What to do —
Reproduce the listing verbatim.

Location labeling records
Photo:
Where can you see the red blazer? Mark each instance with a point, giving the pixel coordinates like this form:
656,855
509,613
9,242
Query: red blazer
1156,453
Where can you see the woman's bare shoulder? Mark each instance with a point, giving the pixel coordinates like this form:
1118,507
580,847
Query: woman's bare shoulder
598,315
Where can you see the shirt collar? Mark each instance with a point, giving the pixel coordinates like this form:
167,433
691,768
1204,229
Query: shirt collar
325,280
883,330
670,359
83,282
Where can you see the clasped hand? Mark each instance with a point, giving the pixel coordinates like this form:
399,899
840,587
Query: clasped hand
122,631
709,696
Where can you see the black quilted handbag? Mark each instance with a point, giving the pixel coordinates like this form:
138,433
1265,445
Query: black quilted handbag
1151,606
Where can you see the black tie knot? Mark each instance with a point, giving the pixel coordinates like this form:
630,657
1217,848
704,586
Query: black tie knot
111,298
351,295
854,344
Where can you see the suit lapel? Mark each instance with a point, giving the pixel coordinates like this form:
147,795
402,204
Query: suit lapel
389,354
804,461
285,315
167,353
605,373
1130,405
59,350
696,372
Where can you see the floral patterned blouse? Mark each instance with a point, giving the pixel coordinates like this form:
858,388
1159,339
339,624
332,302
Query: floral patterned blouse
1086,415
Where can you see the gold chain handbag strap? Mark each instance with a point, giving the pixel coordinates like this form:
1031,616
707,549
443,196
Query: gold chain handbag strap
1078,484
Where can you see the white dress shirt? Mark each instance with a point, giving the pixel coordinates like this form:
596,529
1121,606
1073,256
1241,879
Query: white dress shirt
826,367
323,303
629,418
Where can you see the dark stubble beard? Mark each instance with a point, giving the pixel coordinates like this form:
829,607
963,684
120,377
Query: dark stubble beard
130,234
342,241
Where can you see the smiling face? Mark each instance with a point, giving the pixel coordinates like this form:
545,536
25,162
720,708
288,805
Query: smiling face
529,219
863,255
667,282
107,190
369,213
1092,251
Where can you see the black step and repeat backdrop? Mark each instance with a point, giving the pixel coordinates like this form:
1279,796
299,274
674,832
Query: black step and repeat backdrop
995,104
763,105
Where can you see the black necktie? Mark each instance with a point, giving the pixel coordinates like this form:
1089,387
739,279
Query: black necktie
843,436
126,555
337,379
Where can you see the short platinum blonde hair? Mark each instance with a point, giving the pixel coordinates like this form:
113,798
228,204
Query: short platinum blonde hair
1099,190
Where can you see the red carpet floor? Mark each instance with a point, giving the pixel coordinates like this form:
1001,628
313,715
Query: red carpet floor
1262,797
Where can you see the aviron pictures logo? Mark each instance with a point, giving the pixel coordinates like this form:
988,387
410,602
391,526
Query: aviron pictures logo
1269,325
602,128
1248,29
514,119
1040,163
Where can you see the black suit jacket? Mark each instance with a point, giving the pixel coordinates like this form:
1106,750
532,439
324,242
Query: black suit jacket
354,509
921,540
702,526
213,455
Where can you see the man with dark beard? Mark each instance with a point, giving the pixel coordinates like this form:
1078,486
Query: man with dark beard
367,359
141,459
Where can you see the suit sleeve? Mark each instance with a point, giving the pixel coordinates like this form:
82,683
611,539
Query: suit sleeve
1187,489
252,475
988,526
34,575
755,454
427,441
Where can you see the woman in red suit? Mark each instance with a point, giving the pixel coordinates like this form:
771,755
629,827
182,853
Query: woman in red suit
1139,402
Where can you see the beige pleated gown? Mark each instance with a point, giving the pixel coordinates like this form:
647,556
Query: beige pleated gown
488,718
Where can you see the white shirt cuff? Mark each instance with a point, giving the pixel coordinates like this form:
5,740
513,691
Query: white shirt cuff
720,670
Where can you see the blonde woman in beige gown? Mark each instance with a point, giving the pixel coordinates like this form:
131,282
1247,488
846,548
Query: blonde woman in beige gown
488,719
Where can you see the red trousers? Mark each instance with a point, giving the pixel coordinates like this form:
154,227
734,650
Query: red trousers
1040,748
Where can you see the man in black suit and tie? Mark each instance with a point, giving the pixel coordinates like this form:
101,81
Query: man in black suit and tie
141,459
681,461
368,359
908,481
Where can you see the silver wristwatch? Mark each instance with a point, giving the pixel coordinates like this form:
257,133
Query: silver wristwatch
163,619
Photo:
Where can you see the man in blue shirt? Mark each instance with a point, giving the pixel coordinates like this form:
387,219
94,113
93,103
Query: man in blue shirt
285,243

Solution for this task —
Photo:
Where can you see the red blazer? Mark each instance with a point, giving the pixel coordinates like this form:
656,855
509,613
9,242
Query: red blazer
1156,453
Where can you see the woman's bare shoulder? Mark each instance with a point, giving the pixel coordinates like this form:
1118,507
580,847
Query: woman's bare shoulder
598,315
Where can you see the shirt collar? Mark each instance with a point, giving the pixel coordinates like this form:
167,433
691,768
1204,229
Query: shirt collar
325,280
883,330
670,359
83,282
Where can you see the clasped hand? Mark each instance with a point, giving the pixel coordinates like this form:
399,899
840,587
Query: clasped hand
122,631
709,696
Where can you see the black quilted handbag? Mark each instance with a point, giving the pixel coordinates like this form:
138,433
1265,445
Query: black quilted handbag
1151,606
Where can you see the black tie knot? Mark each instance with a point, giving the pixel coordinates like this form:
630,657
1217,848
704,586
Query: black tie knot
111,298
351,295
854,344
Where can you see the suit lapel? Mark each instance with a point, giving the pixel coordinates like this form:
147,795
402,204
Query: suit lapel
389,354
804,461
285,315
167,353
605,373
1130,405
59,350
696,372
Where can you see the floral patterned blouse? Mark each instance with a point, giving the pixel coordinates like this form:
858,388
1159,339
339,624
332,302
Query: floral patterned blouse
1086,415
Where can you see the gold chain handbag strap? Mark each instance with a point, giving the pixel coordinates like this form:
1031,616
707,549
443,196
Query: gold chain handbag strap
1078,484
Where can you see the white dress shirt? Mark each instance with a point, giving the pixel coordinates like this form:
596,529
1121,606
1073,256
1241,879
Query: white dress shirt
826,367
323,303
629,418
Where can you see the dark stubble beard? Mark each instance with a point, giving the pixel coordinates like this form:
829,607
963,684
120,377
Query: dark stubble beard
130,234
342,241
Where can you see the smiling face? Mark each instance with a point, giving the pixel coordinates like this form:
545,536
25,162
720,708
288,805
Query: smiling face
529,219
863,255
667,282
107,190
369,213
1092,251
Where can you see the black step and repeat backdrop? Mark each instance with a point, giving the pixel coordinates like this form:
1279,796
299,274
674,832
Query: black step and repeat backdrop
995,104
763,105
Where can you see the black necktie? Mark each instance with a point, giving the pixel coordinates like this form:
1089,387
739,279
Query: black necktie
843,436
126,555
337,379
Where can you see the short platinum blonde hair? Mark each instance with a point, giving the pixel coordinates like this form:
113,798
228,204
Query: short platinum blonde hair
1099,190
Where can you see the red carpet floor? Mark each instance with a point, giving the pixel coordinates like this form:
1001,628
313,715
Query: red carpet floor
1262,797
Where can you see the aviron pictures logo? Mark each instance with a point, giving the pixel coordinates like this form:
988,387
410,602
391,526
Query: aviron pictures logo
1269,325
602,128
1248,29
514,119
1040,163
Where can you see the black suit jacket? Mark each instance with a point, giving the pixel coordinates like this form:
1106,750
532,439
324,242
Query: black suit jacket
354,509
921,540
702,526
213,455
Where can you see the man with dark beard? Mark each instance with a point, giving the pixel coordinates like this form:
1078,486
Query: man with dark beard
367,359
141,459
Where can you see the suit sleeve? Mark each instance with a point, giving the pixel coordinates like this form:
82,683
611,539
Query: suit sleeve
1187,489
252,475
988,526
34,575
755,454
427,441
Where can you see the woman in red suit? Mark each instance with a point, giving the pixel coordinates like this form:
771,755
629,827
182,853
Query: woman in red suit
1139,402
Where can you see the beige pleated gown? Mark each instance with a point, giving the pixel coordinates like this form:
647,556
Query: beige pleated gown
488,718
Where can you see the white shirt cuff? Mark each instance with a point, giving the pixel coordinates like this form:
5,740
513,691
Query: white shirt cuff
720,670
Where can you see the blonde woman in beige gown? Mark each instance with a point, giving the pixel coordinates like this form:
131,282
1247,488
846,548
Query: blonde woman in beige gown
488,719
Where can you see the red trousers? Mark each instance with a point, giving the pixel coordinates like this form:
154,227
734,650
Query: red trousers
1040,748
Where can you see the man in black suit and tie? Mark each instance with a point, giving the pixel coordinates like this form:
101,81
Query: man in black suit and tie
141,459
681,461
368,359
908,481
Where can you see the silver wristwatch? Mark each instance with a point, giving the pixel coordinates like this form:
257,133
Query: silver wristwatch
163,619
Photo:
Where can you see the man in blue shirt? Mark each instance with a point, giving the pixel coordinates like this form:
387,219
94,113
93,103
Query: man in blue shirt
285,243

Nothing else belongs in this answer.